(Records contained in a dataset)
------

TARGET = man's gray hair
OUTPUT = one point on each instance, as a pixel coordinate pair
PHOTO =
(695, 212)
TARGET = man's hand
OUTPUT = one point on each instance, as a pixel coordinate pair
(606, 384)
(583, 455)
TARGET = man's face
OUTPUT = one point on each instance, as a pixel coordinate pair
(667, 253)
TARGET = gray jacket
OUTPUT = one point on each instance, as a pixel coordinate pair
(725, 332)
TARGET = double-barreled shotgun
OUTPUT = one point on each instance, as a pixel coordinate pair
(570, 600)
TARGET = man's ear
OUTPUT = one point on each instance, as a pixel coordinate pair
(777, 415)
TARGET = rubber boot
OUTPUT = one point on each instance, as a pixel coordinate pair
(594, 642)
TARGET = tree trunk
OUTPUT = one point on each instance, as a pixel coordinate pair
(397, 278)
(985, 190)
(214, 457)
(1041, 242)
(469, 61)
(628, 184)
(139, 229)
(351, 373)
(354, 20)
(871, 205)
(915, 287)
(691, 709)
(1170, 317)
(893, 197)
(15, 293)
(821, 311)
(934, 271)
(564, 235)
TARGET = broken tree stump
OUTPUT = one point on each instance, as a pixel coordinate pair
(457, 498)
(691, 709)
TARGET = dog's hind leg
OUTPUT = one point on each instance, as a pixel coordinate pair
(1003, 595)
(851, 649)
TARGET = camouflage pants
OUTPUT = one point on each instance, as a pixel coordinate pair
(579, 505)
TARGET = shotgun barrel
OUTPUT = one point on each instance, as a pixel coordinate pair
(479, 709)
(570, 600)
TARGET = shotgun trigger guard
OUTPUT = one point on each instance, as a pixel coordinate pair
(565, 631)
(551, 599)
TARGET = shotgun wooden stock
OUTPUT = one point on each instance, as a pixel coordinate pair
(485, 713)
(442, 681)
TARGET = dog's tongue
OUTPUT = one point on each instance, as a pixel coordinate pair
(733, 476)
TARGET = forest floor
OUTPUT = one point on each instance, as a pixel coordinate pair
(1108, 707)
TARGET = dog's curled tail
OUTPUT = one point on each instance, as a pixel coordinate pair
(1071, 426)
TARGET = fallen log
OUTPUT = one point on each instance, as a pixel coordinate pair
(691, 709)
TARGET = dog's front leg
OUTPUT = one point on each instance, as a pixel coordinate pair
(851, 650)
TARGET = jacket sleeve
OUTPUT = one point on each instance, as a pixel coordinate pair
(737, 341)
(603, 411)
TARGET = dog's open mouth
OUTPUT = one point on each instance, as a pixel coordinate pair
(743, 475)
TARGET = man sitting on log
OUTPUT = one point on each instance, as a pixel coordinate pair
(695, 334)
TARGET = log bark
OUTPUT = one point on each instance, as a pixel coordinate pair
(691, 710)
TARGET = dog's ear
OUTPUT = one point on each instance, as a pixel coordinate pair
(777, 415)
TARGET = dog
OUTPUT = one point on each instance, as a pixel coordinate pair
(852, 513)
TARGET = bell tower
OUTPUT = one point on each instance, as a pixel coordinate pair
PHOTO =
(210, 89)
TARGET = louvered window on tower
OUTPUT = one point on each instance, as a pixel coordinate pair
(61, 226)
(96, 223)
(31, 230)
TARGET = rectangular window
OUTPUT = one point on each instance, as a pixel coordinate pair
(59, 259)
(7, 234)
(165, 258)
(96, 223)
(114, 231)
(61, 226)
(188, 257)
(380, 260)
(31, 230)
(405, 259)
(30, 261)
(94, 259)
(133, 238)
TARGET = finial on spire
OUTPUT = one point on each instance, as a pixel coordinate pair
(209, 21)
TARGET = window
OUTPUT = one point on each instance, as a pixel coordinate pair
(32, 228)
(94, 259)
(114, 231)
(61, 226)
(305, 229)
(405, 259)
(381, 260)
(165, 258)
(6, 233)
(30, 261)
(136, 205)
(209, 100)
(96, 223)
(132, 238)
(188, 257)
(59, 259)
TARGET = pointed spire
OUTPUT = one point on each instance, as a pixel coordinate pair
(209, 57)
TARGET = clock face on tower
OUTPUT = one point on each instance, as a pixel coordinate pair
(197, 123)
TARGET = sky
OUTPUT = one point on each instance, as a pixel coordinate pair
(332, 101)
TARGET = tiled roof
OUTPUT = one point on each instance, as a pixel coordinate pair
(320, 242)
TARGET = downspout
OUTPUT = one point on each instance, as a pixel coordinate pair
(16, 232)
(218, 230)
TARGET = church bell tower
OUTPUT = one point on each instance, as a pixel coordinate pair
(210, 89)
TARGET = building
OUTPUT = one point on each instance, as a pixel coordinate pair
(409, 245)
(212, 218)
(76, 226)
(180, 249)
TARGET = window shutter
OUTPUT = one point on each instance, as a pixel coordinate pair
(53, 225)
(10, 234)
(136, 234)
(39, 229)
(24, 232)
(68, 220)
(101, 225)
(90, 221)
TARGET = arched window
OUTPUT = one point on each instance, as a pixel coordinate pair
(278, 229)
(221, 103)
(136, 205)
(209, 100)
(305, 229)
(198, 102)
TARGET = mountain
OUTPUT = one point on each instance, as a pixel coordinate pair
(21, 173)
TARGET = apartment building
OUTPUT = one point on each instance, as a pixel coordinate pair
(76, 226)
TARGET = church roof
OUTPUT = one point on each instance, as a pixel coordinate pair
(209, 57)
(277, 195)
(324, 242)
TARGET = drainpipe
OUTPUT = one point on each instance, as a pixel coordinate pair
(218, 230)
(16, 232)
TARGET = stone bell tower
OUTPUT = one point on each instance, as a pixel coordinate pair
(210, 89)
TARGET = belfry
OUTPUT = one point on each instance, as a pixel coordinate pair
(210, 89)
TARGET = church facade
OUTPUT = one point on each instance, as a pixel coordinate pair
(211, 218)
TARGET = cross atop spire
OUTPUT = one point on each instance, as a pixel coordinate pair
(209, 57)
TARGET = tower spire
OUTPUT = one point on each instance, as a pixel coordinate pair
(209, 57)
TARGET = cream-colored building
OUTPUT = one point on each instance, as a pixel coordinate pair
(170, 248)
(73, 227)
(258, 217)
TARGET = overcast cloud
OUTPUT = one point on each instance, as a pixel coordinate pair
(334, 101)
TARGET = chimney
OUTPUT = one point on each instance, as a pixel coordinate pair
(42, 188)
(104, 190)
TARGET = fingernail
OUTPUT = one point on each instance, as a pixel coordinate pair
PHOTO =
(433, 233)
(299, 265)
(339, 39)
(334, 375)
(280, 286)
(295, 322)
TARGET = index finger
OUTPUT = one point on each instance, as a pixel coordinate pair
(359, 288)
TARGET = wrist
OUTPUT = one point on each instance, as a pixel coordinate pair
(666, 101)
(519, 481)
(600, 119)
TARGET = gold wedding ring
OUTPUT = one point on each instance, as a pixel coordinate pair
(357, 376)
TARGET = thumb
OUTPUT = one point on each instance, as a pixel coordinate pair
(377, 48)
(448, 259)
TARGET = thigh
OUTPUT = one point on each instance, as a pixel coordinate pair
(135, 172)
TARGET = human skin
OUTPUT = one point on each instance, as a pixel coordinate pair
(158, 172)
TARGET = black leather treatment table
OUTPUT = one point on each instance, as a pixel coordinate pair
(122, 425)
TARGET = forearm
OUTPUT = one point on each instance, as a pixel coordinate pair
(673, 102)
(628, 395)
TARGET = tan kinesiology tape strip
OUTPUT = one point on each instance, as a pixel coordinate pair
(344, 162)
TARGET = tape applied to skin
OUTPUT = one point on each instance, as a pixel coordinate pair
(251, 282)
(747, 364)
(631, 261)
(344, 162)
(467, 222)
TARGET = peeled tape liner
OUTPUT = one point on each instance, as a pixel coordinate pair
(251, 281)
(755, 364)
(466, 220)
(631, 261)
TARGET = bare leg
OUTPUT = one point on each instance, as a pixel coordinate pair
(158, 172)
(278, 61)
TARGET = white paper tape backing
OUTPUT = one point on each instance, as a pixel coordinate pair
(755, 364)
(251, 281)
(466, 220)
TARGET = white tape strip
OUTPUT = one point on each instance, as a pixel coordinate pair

------

» **INSTRUCTIONS FOR THE TASK**
State the number of lines in the records that include "tree", and write nothing else.

» **EXERCISE RESPONSE**
2